We contacted Sam's Tours and Fish n' Fins to find out what was happening. While Fish n' Fins never got back to us, Sam's Tours' managing director Dermot Keane did. He had just returned from a Memorial Day meeting arranged by the Palau Visitors Authority with medical staff at Belau National Hospital (BNH), where the three-year old chamber is located. Here's what he wrote:

"The hyperbaric chamber at BNH is and has been fully functional since installation. There are physicians and staff at BNH with training in hyperbaric medicine, chamber operations and chamber tending, though perhaps more staff are needed. The reason hyperbaric treatment was not available last week to treat a suspected decompression sickness case was the unavailability of a full team of qualified chamber tenders/operators to support the attending physician in administering hyperbaric treatment.

As of May 29, 2012, there is a physician and a full staff of qualified chamber operators/tenders on hand to provide hyperbaric chamber treatment, if needed, to a hospital patient under evaluation for DCS. The solution now in place is a short-term measure to restore availability of chamber treatment on an emergency-call basis only, as opposed to 24/7 standby. In the meantime, multilateral efforts involving dive centers, hospital administration, Palau Visitors Authority and Belau Tourism Association are underway to promptly produce solutions for a return to the previous full-service levels."

Keane says that there are only two suspected, but not official, DCS cases this year, and no cases last year. (The most recent annual high was four DCS patients in 2009.) Still, we hope the full-service level returns quickly. As you'll read in our story "Those Deadly Downcurrents," Palau has some tricky dive sites that can put divers in risky situations where they may need chamber access immediately, rather than the once-a-day, two-hour flight to Guam.”

Regards,

DocVikingo
 
I just returned from Palau. My wife and I are both physicians, and spend a few days diving with a member of the USAF military medical team on the island. According to her, there are two chambers, but currently no one trained to operate them. It seems that several different governments have given a lot of medical equipment to the island in recent years and set it up, then left without personnel support. There may well be one or more persons on the island who have some familiarity with the equipment, but as with any medical procedure it is important to have recurrent training and experience. An emergency is not the time to be trying to remember "now, what valve do I turn first?" Clearly, the situation is hit or miss at best.
 
I would love to get a definitive answer to this question. While I hold Dermot in the highest regard and believe him to be eminently credible, his response is from a person in the Palau tourism industry, reporting what he was told by the Palau tourism industry.
 
I think there is unlikely to be a definitive answer to this for any remote area. Personnel come and go, budgets and priorities shift. Also, I think there is a tendency for divers to note that there is a chamber available, and therefore all is OK. An emergency that may require decompression is just one kind of diving emergency. I think if you read the account of an accident in the reef hook sticky thread in this forum, it will give a sense of what a real emergency is like in a rural area. I have served in rural hospitals, and the description of a disaster is quite accurate.

My belief is that a diver should hold this concept firmly in mind when diving. Experienced divers can be lulled into a false sense of security by the presence of a chamber, and may take risks that would be reasonable if one were within reach of a more major facility. It might be advisable to set a higher safety margin in remote areas, rather than relying on experience and skills.

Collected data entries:

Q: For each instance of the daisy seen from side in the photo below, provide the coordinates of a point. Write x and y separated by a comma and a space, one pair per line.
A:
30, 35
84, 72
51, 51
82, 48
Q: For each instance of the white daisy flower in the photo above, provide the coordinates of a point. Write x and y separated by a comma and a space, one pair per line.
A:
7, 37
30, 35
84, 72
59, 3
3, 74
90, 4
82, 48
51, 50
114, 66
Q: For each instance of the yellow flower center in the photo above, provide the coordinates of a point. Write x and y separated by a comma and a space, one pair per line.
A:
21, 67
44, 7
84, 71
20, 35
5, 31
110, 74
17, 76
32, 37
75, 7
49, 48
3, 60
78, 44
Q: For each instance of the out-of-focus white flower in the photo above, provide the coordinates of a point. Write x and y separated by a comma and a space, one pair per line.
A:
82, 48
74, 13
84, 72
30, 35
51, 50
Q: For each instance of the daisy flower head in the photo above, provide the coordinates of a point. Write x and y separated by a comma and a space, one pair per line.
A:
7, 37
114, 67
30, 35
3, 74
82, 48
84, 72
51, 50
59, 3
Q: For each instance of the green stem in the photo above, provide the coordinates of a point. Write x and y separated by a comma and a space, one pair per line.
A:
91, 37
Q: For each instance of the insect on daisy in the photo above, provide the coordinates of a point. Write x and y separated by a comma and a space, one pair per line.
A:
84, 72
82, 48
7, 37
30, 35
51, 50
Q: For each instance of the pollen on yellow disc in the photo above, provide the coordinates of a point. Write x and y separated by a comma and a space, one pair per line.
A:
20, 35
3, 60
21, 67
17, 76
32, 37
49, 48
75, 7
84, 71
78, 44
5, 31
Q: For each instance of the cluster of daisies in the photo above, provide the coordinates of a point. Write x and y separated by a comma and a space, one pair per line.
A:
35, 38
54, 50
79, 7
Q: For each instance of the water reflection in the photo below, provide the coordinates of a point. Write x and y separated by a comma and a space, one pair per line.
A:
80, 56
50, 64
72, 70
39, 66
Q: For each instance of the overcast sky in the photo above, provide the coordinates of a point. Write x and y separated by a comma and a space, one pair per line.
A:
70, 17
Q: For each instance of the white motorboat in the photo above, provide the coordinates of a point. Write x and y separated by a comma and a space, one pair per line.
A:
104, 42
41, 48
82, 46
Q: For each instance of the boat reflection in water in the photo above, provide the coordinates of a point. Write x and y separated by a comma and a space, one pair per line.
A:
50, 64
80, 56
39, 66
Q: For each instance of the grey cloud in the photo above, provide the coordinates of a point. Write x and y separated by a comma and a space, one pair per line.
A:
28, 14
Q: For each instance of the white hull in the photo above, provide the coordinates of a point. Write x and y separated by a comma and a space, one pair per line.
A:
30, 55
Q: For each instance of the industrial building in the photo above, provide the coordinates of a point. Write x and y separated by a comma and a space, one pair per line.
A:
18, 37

Problem requirements:
According to the passage on Palau's hyperbaric chamber, why was hyperbaric treatment not available the previous week for the suspected decompression sickness case?

Exercise output:
There was not a full team of qualified chamber tenders or operators available to support the attending physician in giving the treatment. The chamber itself had been fully functional since it was installed.